[begin Input rows]

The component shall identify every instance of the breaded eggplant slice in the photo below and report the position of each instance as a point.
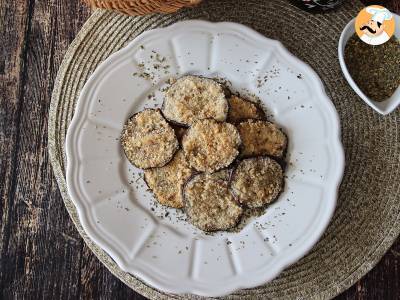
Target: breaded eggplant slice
(148, 140)
(167, 182)
(179, 131)
(193, 98)
(210, 145)
(261, 138)
(209, 204)
(257, 181)
(241, 109)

[end Input rows]

Written task
Copy out the items above word for word, leaving out the picture.

Solution to the exercise
The component shall identify every instance of the breaded eggplant slice in the photo below and report the position of each instance as a point.
Target: breaded eggplant slice
(148, 140)
(167, 182)
(179, 131)
(193, 98)
(210, 145)
(261, 138)
(209, 204)
(257, 181)
(241, 109)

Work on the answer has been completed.